━━ Material to process ━━

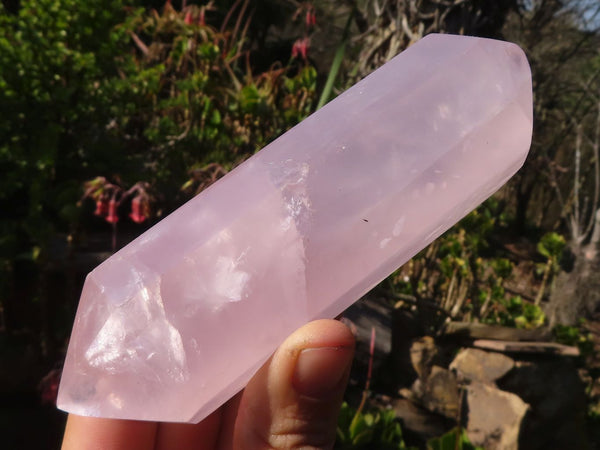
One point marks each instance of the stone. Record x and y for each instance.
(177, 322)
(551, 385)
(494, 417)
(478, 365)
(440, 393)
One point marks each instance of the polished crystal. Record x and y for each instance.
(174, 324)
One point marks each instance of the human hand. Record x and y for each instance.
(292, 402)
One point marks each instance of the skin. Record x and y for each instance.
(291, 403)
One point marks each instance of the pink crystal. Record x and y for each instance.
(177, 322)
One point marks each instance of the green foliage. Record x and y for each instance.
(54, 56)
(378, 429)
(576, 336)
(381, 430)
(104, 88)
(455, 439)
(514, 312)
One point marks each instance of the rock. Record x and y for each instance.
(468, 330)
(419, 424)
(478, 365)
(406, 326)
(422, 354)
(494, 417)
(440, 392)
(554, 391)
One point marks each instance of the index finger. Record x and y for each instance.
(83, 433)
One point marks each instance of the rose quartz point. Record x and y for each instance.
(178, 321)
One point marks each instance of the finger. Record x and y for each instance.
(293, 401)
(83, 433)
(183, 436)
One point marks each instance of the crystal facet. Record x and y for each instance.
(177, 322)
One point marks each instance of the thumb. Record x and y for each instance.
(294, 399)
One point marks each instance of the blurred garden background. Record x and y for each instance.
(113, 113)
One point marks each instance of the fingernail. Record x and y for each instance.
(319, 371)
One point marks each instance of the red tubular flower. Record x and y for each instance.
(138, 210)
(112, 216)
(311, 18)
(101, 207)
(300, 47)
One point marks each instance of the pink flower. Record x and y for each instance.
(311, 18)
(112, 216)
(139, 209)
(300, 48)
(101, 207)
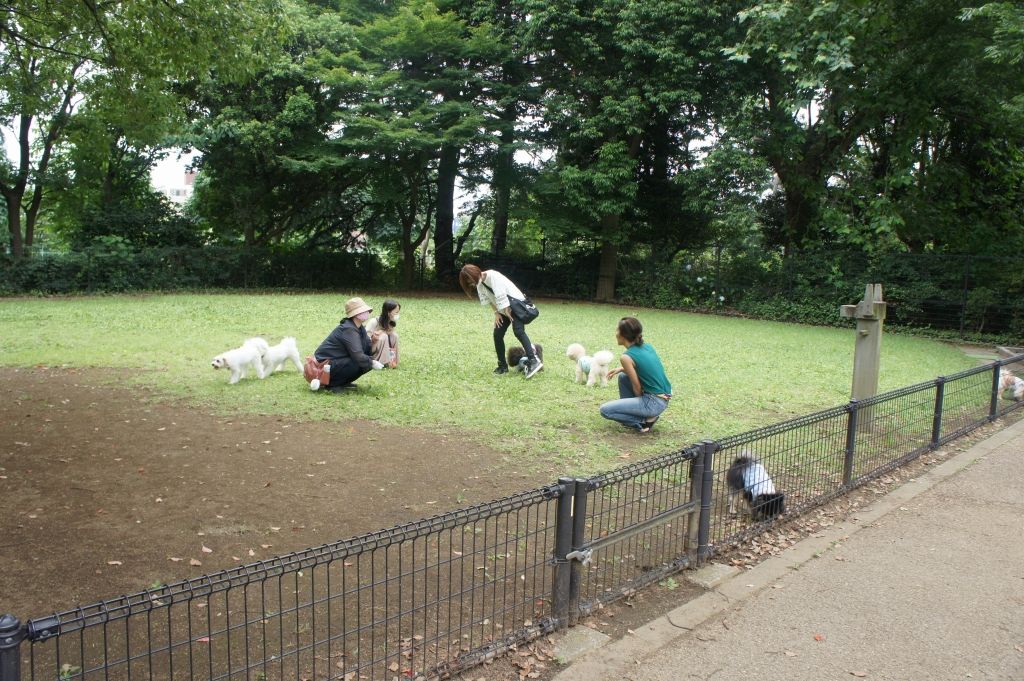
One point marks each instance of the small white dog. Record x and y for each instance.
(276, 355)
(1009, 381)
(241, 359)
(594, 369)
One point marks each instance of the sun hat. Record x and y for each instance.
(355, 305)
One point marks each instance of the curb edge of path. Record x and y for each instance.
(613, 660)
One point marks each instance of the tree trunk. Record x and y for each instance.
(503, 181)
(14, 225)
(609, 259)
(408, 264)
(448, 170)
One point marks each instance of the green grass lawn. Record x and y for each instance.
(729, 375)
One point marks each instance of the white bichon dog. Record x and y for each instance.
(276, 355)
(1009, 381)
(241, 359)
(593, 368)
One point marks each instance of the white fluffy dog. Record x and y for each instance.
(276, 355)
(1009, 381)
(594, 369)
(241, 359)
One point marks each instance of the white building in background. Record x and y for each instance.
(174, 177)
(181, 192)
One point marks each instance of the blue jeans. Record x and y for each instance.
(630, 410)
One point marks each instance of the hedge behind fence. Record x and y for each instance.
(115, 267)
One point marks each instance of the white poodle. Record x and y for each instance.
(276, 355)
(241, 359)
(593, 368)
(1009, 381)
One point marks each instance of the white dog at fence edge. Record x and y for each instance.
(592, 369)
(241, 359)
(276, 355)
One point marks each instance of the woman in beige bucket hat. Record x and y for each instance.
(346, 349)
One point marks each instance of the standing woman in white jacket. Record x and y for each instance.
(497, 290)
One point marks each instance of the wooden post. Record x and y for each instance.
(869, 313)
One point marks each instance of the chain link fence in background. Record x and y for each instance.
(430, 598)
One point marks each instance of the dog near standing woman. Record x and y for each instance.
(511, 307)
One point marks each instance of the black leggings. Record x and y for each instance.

━━━

Task objective >> Substitute "Write down" for "Record" throughout the material above and rewrite every line with everything else unchanged. Leave the pictures out of your answer.

Solved problem >>
One point marks each instance of the stone. Write down x and y for each instance.
(177, 322)
(551, 385)
(494, 417)
(478, 365)
(440, 393)
One point marks each instance of the polished crystal. Write down x and y for each instance.
(174, 324)
One point marks each instance of the human hand. Write down x and y for each instance.
(292, 402)
One point marks each instance of the skin. Write down x and y for each instance.
(291, 403)
One point marks each instance of the pink crystal. Write down x and y for each instance.
(177, 322)
One point marks each instance of the green foliage. Write down x and y for each instance.
(54, 56)
(378, 429)
(576, 336)
(381, 430)
(104, 88)
(455, 439)
(514, 312)
One point marks each instance of the rock. Write down x and y for each instance.
(468, 330)
(419, 424)
(478, 365)
(406, 326)
(422, 354)
(494, 417)
(440, 392)
(554, 391)
One point marks each instance of the index finger. Write down x and y for each instance.
(83, 433)
One point marks each instance of the rose quartz point. Write down x and y for each instance.
(178, 321)
One point marks each instance of the finger. Write down x and y for each instance.
(293, 401)
(83, 433)
(183, 436)
One point marks each instance of the crystal facet. Write down x and y for each instance.
(177, 322)
One point marks each instance of the thumb. Write down x and y for each instance.
(294, 399)
One point marks each instance of the blurred garden background. Write down x and y for each instance.
(113, 113)
One point marks each instance of the fingernail. Write down x and y for each instance.
(319, 371)
One point marks each instance of the red tubular flower. Write down x and y for each instance.
(138, 210)
(112, 216)
(311, 18)
(101, 207)
(300, 47)
One point marks each instance of the pink flower. Write down x and y for each instance.
(311, 18)
(112, 216)
(139, 209)
(300, 48)
(101, 207)
One point marks each instance of the small white dog. Write down x and y for each instance.
(276, 355)
(1009, 381)
(241, 359)
(594, 369)
One point marks each instance of the sun hat. Write down x and y for each instance.
(355, 305)
One point marks each instance of the curb edge of path. Write down x and y for each instance.
(613, 660)
One point marks each instance of the tree trunk. Write down x and y for each instance.
(503, 181)
(14, 225)
(609, 259)
(408, 264)
(448, 170)
One point marks each instance of the green grass lawn. Write down x and y for each instance.
(729, 375)
One point marks each instance of the white bichon dog. Write down x and y for each instance.
(276, 355)
(1009, 381)
(241, 359)
(593, 368)
One point marks each instance of the white fluffy dog. Write down x and y for each instance.
(276, 355)
(1009, 381)
(594, 369)
(241, 359)
One point marks each instance of the white building in background. Write down x and y for each instance.
(174, 177)
(181, 192)
One point marks each instance of the blue jeans. Write down x and y for each instance.
(630, 410)
One point marks each instance of the hedge behind fence. Write down x and y for each instance.
(115, 267)
One point marks each instance of the white poodle. Write down x and y for each instance.
(276, 355)
(241, 359)
(593, 368)
(1009, 381)
One point marks each instance of the white dog at fence edge. Write down x and y for each instance.
(592, 369)
(241, 359)
(276, 355)
One point marks each instance of the woman in beige bucket hat. Write down x and y for each instance.
(346, 349)
One point marks each instance of the standing woman in white jacket. Write down x and y for each instance.
(497, 290)
One point marks each instance of the wooden post. Write down x and y for each instance.
(869, 313)
One point marks each instance of the chain link fence in background. Write down x and y for each instance.
(430, 598)
One point marks each instance of the dog near standing woman. Write down x and y for each instance.
(511, 307)
One point marks each instance of the black leggings. Write down x and y for each instance.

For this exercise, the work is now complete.